» WHAT THE EXERCISE ASKS
Exact copies of the lines from the line containing "the red circular" through the last line of the entries below are the whole answer.

►

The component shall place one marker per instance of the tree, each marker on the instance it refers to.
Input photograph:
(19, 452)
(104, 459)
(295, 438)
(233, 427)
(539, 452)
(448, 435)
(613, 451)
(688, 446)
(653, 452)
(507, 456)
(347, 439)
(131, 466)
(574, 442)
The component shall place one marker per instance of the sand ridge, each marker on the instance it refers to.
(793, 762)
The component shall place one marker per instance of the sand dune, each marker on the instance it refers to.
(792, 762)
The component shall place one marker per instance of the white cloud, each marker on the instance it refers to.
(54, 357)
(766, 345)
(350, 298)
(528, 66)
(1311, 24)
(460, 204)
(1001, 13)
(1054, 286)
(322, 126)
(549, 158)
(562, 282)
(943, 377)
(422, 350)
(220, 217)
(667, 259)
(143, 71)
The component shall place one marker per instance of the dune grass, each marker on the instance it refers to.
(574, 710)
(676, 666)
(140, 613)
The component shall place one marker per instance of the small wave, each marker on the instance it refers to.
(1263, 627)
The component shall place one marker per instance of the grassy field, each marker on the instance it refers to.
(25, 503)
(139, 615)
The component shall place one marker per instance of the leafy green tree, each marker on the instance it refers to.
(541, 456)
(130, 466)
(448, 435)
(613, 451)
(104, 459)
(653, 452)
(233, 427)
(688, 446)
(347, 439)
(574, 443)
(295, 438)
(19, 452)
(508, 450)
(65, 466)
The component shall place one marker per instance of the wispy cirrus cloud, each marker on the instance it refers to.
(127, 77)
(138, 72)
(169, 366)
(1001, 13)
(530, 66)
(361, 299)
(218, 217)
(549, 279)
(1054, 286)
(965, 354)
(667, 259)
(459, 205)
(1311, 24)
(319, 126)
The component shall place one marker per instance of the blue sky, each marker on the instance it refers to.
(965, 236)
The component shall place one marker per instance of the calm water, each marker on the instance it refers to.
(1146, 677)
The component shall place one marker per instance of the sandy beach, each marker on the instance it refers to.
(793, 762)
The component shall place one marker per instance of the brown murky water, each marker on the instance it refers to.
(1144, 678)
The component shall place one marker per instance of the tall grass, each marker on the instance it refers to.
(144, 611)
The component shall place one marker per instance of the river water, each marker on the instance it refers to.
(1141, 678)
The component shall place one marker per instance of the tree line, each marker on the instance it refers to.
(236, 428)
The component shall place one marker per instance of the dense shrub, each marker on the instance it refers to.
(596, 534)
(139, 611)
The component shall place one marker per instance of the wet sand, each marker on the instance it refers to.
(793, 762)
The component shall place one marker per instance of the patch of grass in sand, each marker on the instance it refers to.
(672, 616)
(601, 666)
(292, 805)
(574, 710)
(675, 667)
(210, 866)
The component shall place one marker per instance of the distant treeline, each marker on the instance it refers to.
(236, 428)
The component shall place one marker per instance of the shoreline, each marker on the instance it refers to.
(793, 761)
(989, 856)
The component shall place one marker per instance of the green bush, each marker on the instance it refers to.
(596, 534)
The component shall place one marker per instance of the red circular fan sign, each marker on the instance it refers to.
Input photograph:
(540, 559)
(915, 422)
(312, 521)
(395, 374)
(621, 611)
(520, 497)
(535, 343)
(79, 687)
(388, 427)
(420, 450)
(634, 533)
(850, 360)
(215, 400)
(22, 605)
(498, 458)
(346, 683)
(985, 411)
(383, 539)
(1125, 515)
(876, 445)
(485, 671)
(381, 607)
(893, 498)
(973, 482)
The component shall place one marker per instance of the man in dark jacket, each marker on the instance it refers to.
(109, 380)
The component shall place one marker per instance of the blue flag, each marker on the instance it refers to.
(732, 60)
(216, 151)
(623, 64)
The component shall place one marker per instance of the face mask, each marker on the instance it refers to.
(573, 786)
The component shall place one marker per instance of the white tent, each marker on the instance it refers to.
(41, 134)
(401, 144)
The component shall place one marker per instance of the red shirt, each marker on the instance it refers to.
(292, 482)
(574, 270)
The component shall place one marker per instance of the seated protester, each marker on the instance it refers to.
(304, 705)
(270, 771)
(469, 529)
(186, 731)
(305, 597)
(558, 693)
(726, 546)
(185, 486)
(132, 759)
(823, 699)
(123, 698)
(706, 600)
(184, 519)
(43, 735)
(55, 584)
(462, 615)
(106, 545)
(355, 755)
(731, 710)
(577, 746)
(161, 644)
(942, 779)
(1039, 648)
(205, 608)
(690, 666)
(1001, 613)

◄

» WRITTEN REPLY
The component shall place one marker per instance of the red circular fan sign, each marker on the instance it refers to.
Input photograph:
(540, 559)
(915, 422)
(312, 521)
(395, 374)
(621, 611)
(520, 497)
(535, 343)
(79, 687)
(388, 427)
(420, 450)
(634, 533)
(850, 360)
(215, 400)
(22, 605)
(498, 458)
(346, 683)
(985, 411)
(383, 539)
(1125, 515)
(876, 445)
(485, 671)
(381, 607)
(893, 498)
(973, 482)
The component shall place one marker per instance of the man in dark jacket, each marker on the instance it refers to.
(109, 380)
The component shall place one marker per instance of the blue flag, each marker on the instance it refers to.
(732, 60)
(216, 151)
(623, 64)
The component shall place one marker per instance of the face mask, each marker on the instance it refers to.
(573, 786)
The component shall place one marker per instance of the white tent, each marker on the instance it refers to.
(41, 134)
(401, 144)
The component shall place one marker per instance of the red shirt, each marker on the instance it refers to.
(292, 482)
(574, 270)
The component shall place one marker per instance of the seated protester, each marker on the instance it refers to.
(304, 705)
(270, 771)
(469, 529)
(186, 731)
(305, 597)
(558, 693)
(726, 546)
(185, 486)
(132, 759)
(823, 699)
(123, 698)
(706, 600)
(184, 519)
(43, 735)
(55, 584)
(462, 615)
(106, 545)
(355, 755)
(731, 710)
(577, 746)
(161, 644)
(942, 779)
(1039, 648)
(205, 608)
(690, 666)
(1001, 613)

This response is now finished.